取り組む課題 →
岩手医科大学附属病院のNTPクロック導入を扱う文章を、最後の文の後から続けて書く。

提示文 →
岩手医科大学附属病院は、明治30年以来の歴史を誇る病院として地域に根ざす傍ら、岩手県唯一の特定機能病院として県外からも患者を受け入れるなど、高度医療提供の重要な役割を担っています。2019年には新病院へ移転し、より充実した医療の提供を図っています。
移転後の院内における正確な時計設備を実現するため、NTPクロックを導入した経緯と導入後の評価についてお話を伺いました。

  • 電波時計では電波を受信できず、時計の時刻が合わなかった。
  • 設置にあたり、大規模な工事を伴う方法は避けたかった。
  • 電子カルテと同じ時刻を時計で表示できるようになった。
  • 簡単な設定をして壁に掛けるだけで設置を完了できた。

1.【導入背景】記録の正確性を担保し、利便性を向上するため正確な時計が必要でした

- 無線LAN対応NTPクロックを導入した背景をお聞かせください。

まず医療安全の観点から、事故が発生した際の記録の保存や時系列の情報というのは非常に大切です。もし時計が狂って基準にする時刻がぶれてしまうと、事実関係の記録が前後ばらばらになってしまうことに繋がります。正確な時刻を記録することは病院として当然の努力義務になっているので、時刻の正確な把握が大事であることは現場にも周知しています。また、外来の患者さんの利便性の面でも、適切な場所へ正確な時計を設置する必要がありました。

2.【経緯】時計の時刻を一元的に管理できるシステムが必要 でした

— 時計の切り替えを検討されたきっかけについてお聞かせください。

移転に伴い、当初は一般的な電波時計の使用を想定していました。ところが実際に設置してみたら、建物の周囲は開けた環境であるにも関わらず電波をうまく受信できず、時計が合わせられませんでした。その状況下では、電子カルテの時刻を参照するようにしていたのですが、実際の業務の中でPCの小さな表示を参照するのは困難な場面もあります。また、「電子カルテの時刻を基準にして月曜の朝8時半に時計を合わせる」というルールがあるのですが、非常に負荷が高く、現場の負担になっていました。他にも、職員と患者さんから募った投書で「どこそこへ時計を置いてほしい」という要望も多くありました。これらの状況を踏まえて、一元的に時刻管理できる時計システムの必要性を強く感じ、それを実現できる製品を探し始めました。

— 無線LAN対応NTPクロックを検討された経緯をお聞かせください。

(ポイント位置特定データ)
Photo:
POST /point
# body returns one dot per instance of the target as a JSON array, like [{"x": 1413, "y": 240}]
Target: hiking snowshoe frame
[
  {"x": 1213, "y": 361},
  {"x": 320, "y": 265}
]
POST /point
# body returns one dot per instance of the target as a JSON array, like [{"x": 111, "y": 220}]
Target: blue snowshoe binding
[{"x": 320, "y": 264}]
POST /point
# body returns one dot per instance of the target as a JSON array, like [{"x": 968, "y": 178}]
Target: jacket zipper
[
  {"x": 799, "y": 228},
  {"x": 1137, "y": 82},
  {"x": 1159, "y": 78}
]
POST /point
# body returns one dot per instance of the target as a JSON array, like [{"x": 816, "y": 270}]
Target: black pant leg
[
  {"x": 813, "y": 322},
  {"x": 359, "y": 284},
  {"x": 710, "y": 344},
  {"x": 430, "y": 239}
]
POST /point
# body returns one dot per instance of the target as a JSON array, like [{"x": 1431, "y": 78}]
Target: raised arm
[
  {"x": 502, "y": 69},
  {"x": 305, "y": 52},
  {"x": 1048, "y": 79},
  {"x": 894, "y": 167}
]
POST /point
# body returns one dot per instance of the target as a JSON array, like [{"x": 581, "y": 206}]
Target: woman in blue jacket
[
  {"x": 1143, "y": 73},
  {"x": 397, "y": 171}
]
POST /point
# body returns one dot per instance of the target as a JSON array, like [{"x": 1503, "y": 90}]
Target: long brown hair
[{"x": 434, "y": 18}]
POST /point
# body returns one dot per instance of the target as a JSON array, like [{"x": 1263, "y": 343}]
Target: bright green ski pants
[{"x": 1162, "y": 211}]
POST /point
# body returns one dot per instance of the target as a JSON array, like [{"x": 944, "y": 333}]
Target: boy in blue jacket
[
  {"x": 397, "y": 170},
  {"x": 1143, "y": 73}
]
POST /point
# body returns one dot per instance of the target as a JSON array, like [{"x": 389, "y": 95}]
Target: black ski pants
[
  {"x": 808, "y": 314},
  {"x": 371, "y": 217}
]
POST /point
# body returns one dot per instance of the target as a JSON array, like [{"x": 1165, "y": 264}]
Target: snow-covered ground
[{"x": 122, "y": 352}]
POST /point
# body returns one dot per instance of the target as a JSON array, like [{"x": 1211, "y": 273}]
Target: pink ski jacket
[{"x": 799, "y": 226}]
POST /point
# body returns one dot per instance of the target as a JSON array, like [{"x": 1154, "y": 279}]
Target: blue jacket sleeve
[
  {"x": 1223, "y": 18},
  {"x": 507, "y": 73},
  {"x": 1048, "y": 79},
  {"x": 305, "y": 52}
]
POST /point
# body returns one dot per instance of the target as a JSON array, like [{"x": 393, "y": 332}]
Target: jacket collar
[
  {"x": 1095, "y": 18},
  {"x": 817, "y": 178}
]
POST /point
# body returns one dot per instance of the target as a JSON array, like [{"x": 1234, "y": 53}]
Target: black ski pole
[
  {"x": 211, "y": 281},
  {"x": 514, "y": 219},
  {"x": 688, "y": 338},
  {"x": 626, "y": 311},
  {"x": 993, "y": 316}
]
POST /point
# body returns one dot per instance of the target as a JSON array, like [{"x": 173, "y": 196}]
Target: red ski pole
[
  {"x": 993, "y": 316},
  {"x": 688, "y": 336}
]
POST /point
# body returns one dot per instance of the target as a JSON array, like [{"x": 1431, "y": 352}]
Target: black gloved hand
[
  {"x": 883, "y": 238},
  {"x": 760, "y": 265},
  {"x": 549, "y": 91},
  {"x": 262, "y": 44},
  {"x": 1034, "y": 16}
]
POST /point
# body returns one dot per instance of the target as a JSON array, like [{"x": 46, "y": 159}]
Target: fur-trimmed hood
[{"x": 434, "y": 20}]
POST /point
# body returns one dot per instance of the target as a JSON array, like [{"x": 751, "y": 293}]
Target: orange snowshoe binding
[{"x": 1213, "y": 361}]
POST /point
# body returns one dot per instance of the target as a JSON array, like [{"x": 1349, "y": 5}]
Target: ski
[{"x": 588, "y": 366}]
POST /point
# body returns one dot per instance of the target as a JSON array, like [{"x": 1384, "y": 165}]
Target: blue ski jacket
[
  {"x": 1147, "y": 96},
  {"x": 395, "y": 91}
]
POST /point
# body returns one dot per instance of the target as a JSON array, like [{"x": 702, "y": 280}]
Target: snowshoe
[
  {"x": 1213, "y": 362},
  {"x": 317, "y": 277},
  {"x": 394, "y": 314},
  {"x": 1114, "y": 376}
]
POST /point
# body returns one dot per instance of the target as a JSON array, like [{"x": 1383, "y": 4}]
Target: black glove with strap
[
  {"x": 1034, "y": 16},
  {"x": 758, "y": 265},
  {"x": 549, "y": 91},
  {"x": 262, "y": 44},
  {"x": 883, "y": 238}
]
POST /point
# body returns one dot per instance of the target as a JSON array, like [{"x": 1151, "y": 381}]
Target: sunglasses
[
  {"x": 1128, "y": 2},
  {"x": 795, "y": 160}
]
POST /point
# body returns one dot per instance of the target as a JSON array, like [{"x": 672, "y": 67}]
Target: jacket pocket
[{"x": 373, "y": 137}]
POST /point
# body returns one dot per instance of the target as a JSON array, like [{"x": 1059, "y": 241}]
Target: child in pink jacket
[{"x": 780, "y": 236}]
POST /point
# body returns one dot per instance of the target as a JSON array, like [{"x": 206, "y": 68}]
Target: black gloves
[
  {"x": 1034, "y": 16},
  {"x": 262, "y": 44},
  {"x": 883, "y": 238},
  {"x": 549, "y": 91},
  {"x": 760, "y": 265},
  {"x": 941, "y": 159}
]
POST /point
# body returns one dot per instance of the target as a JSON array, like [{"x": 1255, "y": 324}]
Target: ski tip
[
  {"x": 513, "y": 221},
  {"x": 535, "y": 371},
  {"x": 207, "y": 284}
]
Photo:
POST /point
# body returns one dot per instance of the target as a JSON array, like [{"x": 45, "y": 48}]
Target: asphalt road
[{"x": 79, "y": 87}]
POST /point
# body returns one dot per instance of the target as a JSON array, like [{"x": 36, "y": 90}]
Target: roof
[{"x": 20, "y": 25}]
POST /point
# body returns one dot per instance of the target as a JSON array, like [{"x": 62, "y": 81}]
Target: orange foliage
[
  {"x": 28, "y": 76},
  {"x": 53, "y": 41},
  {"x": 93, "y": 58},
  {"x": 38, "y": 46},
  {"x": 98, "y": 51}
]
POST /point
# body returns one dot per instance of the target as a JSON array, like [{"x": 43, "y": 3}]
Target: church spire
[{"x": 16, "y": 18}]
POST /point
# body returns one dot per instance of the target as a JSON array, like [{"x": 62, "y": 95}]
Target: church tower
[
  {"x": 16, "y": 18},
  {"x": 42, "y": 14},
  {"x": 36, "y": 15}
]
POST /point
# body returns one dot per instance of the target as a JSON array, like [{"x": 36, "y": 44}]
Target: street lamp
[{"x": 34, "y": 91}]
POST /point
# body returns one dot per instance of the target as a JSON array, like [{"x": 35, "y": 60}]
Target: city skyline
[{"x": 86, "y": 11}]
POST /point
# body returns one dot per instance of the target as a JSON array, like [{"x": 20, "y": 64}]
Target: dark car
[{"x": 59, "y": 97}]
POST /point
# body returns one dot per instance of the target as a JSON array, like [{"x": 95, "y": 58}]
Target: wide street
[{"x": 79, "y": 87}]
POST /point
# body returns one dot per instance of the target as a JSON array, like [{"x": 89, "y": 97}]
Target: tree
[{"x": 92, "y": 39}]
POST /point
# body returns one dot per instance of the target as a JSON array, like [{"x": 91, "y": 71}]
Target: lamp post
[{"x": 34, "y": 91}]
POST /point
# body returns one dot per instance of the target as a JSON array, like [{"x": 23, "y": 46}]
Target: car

作業の結果 →
時計のシステムを構築するにあたり、短波無線時計の検討を行いましたが、電波を発信する送信機(親機)の設置場所に制約があり、導入計画案の策定に苦慮しておりました。
そこへ、「無線LAN対応NTPクロック」という製品が発売されるらしいという情報を担当職員が見つけてきて、内容を見てみると我々の求めているものに合致するシステムだということが分かり、数ヶ月先の発売予定に合わせて、院内導入計画の調整を行いました。

岩手医科大学附属病院内無線LAN対応NTPクロック

3.【決め手】手軽に設置でき、記録の正確性を担保できました

— 無線LAN対応NTPクロックが優れていた点をお聞かせください。

[1] 設置の手軽さ

当院は、幸いにして無線LANが整備された環境でありました。「NTPクロック」は、これを利用して時刻情報を取得できる製品であり、簡単な初期設定を行った後はすぐに目的の場所に設置し運用が可能でした。もちろん工事も不要ですし、設備のハードルとしては非常に低いものでした。

[2] 電子カルテと同じ時刻を表示できる

患者さんの生体モニターの情報が電子カルテに逐一残っていく一方で、スタッフは何時何分に何をしたという記録を残さなくてはならず、電子カルテの時刻と一致した時計が不可欠です。さまざまな処置を突合するのは電子カルテなので、NTPクロックの時刻参照先を、電子カルテの時刻を合わせているNTPサーバーと同じにすることで、記録の正確性を担保できるようになりました。

4.【導入効果】現場の業務負担を軽減し、求める品質の時計シス テムが実現できました

— 導入後、どのようなメリットがあったかお聞かせください。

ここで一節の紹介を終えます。